### EXERCISE DETAILS
The entries below need to be transcribed exactly, without their images.

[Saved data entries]
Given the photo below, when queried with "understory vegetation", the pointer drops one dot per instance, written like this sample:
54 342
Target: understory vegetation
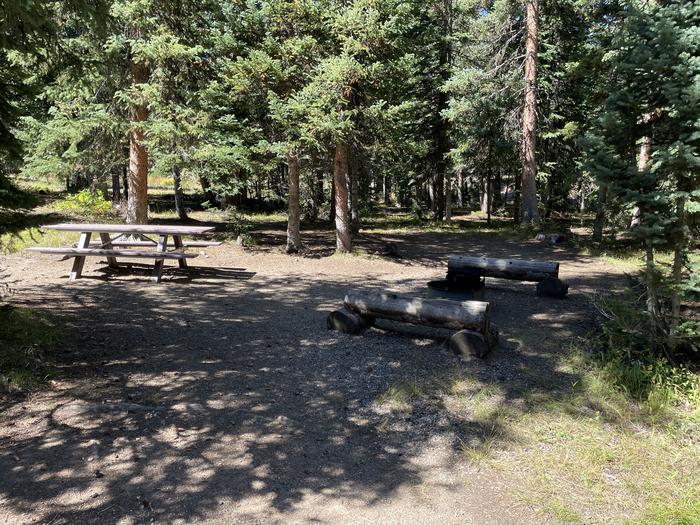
498 118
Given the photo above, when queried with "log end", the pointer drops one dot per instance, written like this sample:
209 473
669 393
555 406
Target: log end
468 344
347 322
552 287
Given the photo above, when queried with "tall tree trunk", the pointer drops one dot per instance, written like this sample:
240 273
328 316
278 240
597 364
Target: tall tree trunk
116 190
496 191
516 200
599 222
179 197
679 255
137 202
342 219
460 186
448 198
293 220
644 157
386 189
353 193
528 185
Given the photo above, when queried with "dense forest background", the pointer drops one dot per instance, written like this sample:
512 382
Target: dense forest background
531 109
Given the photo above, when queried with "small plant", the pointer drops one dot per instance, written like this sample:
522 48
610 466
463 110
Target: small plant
86 203
238 226
25 337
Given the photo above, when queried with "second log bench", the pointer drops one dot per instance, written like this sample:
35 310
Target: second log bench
472 319
544 273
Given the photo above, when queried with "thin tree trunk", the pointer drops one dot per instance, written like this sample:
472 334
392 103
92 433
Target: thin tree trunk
385 189
342 220
679 254
179 198
448 198
353 193
644 157
137 202
599 222
460 185
116 190
529 213
293 220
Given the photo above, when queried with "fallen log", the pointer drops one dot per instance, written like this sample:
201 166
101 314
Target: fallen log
517 269
443 313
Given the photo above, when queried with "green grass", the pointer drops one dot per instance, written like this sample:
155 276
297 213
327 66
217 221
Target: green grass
16 242
26 337
584 453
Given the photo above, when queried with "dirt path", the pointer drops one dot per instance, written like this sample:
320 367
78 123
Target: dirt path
223 398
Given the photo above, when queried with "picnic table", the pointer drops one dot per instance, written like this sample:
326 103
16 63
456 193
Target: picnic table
117 239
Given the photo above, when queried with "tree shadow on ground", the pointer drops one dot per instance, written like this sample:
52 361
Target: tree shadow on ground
191 395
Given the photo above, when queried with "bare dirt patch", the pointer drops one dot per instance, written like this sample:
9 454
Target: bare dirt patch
220 397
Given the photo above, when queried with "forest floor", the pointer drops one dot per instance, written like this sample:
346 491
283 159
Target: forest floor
219 396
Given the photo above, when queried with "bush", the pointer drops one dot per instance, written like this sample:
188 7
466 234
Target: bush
624 350
238 226
86 203
25 337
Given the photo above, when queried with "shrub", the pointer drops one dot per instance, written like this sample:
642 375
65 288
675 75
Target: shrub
25 337
86 203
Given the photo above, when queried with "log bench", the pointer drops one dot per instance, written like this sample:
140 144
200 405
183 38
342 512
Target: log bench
544 273
472 319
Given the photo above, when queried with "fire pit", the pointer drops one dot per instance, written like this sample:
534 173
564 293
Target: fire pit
459 286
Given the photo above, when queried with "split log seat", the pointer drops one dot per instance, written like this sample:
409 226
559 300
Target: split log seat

### SOLUTION
Given the photo below, when queried with "understory vegetation", the pointer drops one dot per instance, written like this sample:
54 342
Target: understory vegetation
498 118
Given the photo above, when queried with "log end", the pointer drops one dot per instance, written like this sample:
209 473
669 393
555 406
Target: log end
468 344
347 322
552 287
Given the photo above, when queried with "tall tree trunk", the pointer drops one dot per instance, written like this sample:
240 273
328 316
278 240
597 364
Target: tall tree trunk
116 190
496 191
516 200
599 222
179 197
679 255
137 202
342 219
460 186
448 198
293 220
644 157
386 189
353 193
528 185
Given the photo above, when queried with "dense forest background", the pointer drops one dot per instance, written like this sample:
512 382
Target: dense forest background
531 109
Given the photo above, when queried with "small plant", the pointer drops one dot per instance, written like this sample:
522 48
610 466
463 110
Target: small plant
86 203
238 226
25 337
Given the photo above, when queried with "second log bench", the pointer drops one dot per instance, written like this sample:
35 310
Target: second log bench
472 319
544 273
Given the photo above, when queried with "thin tree trunk", the pointer drops one dot per instance, written like this sample:
472 334
392 103
92 433
Target: thin tree trunk
385 189
342 220
679 254
179 198
448 198
353 193
644 157
137 202
599 222
460 185
116 190
529 213
293 220
Given the photo above, when queried with "fallen log", the pointer drops one dot per instance, written like this sample:
201 166
101 314
Target: fallen log
517 269
443 313
Given the photo above, when queried with "green grass", the pointer drops one dot per instance, written like this sample:
155 276
297 213
327 66
217 221
Target: green grass
16 242
26 337
584 453
Given the photo above, when queried with "dirt path", the pointer drops one dot per instance, written like this sample:
320 367
78 123
Target: dirt path
223 398
Given the photo above, when queried with "picnic table", the pointer drops one dot per instance, written like this sample:
326 103
16 63
456 193
Target: picnic table
117 239
Given the photo above, when queried with "tree shadow on ground", the pointer drops one dot per instance, written like this sample:
52 361
Target: tree shadow on ground
191 395
Given the photo above, when queried with "bare dirt patch", the pointer drops one dot per instance, written like this sample:
9 454
Target: bare dirt patch
220 397
Given the photo above, when queried with "forest floor", the pointer drops one dot per instance, written like this sample:
346 491
283 159
Target: forest floor
219 396
Given the photo above, when queried with "bush", the pointer drops one dot per instance, written like this sample:
188 7
466 234
Target: bush
624 350
238 226
86 203
25 337
Given the photo above, when queried with "shrub", the pointer drops one dot per instance, written like this sample:
642 375
65 288
675 75
Target: shrub
25 337
86 203
Given the photo above, when queried with "log bench", the pointer drops one dot per instance, written like this sample:
140 144
200 405
183 38
342 512
Target: log bench
544 273
472 319
Given the photo above, when queried with "fire pit", the pointer drops one dot per instance, written like this sample:
534 173
564 293
Target: fire pit
459 286
Given the photo above, when queried with "split log seat", the pointer drops one dot per instance, written like this sample:
409 226
559 300
Target: split log seat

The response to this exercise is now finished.